* [What you have to do]:
The output should consist solely of the line containing "the pale green sepal" and the lines that follow it through the end of the data below.

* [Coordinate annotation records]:
+--

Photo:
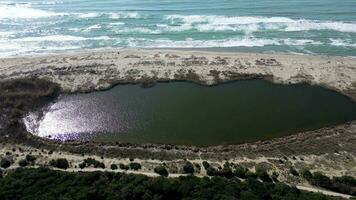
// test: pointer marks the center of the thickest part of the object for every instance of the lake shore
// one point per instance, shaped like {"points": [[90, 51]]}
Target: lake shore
{"points": [[330, 149], [99, 70]]}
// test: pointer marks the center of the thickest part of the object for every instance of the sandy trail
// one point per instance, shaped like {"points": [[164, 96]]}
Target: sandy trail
{"points": [[99, 70]]}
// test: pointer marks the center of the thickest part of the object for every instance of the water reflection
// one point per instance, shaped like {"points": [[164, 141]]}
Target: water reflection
{"points": [[185, 113]]}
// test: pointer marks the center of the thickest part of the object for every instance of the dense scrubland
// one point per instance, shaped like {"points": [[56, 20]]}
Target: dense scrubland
{"points": [[46, 184]]}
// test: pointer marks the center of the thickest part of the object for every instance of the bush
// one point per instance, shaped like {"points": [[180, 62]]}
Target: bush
{"points": [[188, 168], [5, 163], [275, 177], [321, 180], [135, 166], [30, 158], [240, 171], [123, 166], [211, 171], [227, 172], [60, 163], [23, 163], [82, 165], [92, 162], [51, 184], [113, 167], [261, 173], [161, 170], [306, 174], [206, 165], [293, 171]]}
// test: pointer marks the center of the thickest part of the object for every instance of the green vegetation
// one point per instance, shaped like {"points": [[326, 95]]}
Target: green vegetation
{"points": [[343, 184], [135, 166], [113, 167], [30, 158], [161, 170], [240, 171], [124, 167], [91, 162], [60, 163], [261, 173], [42, 183], [5, 163], [23, 163], [188, 168]]}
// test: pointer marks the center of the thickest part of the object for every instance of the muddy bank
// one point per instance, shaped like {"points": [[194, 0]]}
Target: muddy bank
{"points": [[17, 98], [101, 70]]}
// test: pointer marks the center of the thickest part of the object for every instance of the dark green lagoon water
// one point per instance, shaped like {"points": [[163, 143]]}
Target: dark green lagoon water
{"points": [[190, 114]]}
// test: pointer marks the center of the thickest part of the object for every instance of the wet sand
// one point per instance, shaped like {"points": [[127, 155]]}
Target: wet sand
{"points": [[97, 70]]}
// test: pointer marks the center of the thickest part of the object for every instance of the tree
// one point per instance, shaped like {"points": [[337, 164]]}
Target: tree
{"points": [[240, 171], [261, 173], [60, 163], [113, 167], [23, 163], [161, 170], [306, 174], [30, 158], [188, 168], [5, 163], [206, 165], [135, 166]]}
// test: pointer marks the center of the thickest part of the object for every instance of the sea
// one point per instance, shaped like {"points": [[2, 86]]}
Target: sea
{"points": [[316, 27]]}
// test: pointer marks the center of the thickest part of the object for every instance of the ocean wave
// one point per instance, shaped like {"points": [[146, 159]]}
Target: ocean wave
{"points": [[124, 15], [166, 43], [257, 23], [88, 15], [341, 42], [58, 38], [19, 11]]}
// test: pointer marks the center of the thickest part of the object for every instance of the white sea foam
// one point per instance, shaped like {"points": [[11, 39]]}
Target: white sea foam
{"points": [[53, 38], [124, 15], [342, 42], [96, 26], [24, 12], [252, 24], [88, 15], [166, 43]]}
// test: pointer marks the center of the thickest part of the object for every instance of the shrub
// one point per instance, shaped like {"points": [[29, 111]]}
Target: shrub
{"points": [[261, 173], [211, 171], [306, 174], [60, 163], [320, 180], [113, 167], [227, 172], [206, 165], [240, 171], [250, 174], [23, 163], [135, 166], [161, 170], [30, 158], [82, 165], [92, 162], [293, 171], [123, 166], [188, 168], [5, 163], [275, 176]]}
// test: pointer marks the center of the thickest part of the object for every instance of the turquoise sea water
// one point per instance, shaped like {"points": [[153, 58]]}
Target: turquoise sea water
{"points": [[33, 27]]}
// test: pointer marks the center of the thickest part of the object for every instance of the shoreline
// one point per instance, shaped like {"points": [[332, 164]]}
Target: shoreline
{"points": [[330, 149], [100, 70]]}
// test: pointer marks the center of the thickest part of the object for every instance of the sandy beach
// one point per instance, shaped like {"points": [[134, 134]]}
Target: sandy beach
{"points": [[97, 70]]}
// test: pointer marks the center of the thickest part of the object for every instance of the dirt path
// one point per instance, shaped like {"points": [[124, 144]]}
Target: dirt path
{"points": [[325, 192]]}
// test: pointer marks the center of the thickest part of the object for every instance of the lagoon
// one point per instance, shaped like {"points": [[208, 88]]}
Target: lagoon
{"points": [[185, 113]]}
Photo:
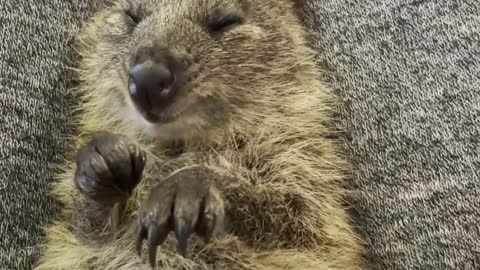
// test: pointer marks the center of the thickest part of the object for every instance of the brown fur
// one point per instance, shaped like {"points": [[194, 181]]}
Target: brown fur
{"points": [[256, 111]]}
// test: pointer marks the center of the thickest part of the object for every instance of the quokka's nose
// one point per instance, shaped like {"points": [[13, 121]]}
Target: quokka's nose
{"points": [[151, 86]]}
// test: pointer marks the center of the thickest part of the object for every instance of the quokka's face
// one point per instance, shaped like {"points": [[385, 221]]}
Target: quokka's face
{"points": [[187, 66]]}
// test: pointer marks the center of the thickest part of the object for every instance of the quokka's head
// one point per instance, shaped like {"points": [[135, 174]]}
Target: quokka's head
{"points": [[180, 68]]}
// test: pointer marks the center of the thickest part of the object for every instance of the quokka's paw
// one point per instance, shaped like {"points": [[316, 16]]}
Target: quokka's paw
{"points": [[108, 168], [186, 202]]}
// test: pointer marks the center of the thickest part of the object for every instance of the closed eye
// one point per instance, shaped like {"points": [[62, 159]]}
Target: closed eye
{"points": [[223, 24], [133, 16]]}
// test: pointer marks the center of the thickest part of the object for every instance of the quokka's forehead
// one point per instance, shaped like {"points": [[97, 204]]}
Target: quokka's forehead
{"points": [[191, 7]]}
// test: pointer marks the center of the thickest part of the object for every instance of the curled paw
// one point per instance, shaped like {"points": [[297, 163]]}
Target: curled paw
{"points": [[186, 202], [108, 168]]}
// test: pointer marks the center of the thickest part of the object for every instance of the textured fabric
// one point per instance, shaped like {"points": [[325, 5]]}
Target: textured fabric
{"points": [[407, 77], [35, 43]]}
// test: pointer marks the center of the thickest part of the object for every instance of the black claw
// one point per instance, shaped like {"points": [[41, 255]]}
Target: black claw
{"points": [[141, 235], [182, 230], [152, 244]]}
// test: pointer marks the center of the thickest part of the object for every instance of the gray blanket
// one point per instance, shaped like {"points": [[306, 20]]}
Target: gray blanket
{"points": [[406, 74]]}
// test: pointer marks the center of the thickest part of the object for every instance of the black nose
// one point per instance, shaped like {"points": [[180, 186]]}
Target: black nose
{"points": [[152, 87]]}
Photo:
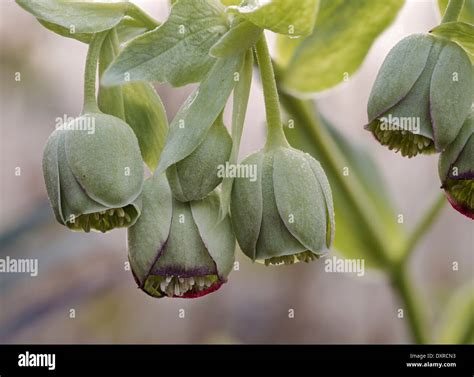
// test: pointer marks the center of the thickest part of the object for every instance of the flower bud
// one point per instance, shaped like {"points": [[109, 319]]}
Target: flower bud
{"points": [[286, 215], [422, 95], [179, 249], [456, 170], [94, 175], [196, 176]]}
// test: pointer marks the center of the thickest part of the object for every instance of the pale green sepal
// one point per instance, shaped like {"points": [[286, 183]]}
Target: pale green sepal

+--

* [Written reply]:
// test: pointer marks the center of the thickest part of the object for every instance of the pale green sepal
// one point per instance, shaped like {"points": [[286, 183]]}
Target: pale green sepal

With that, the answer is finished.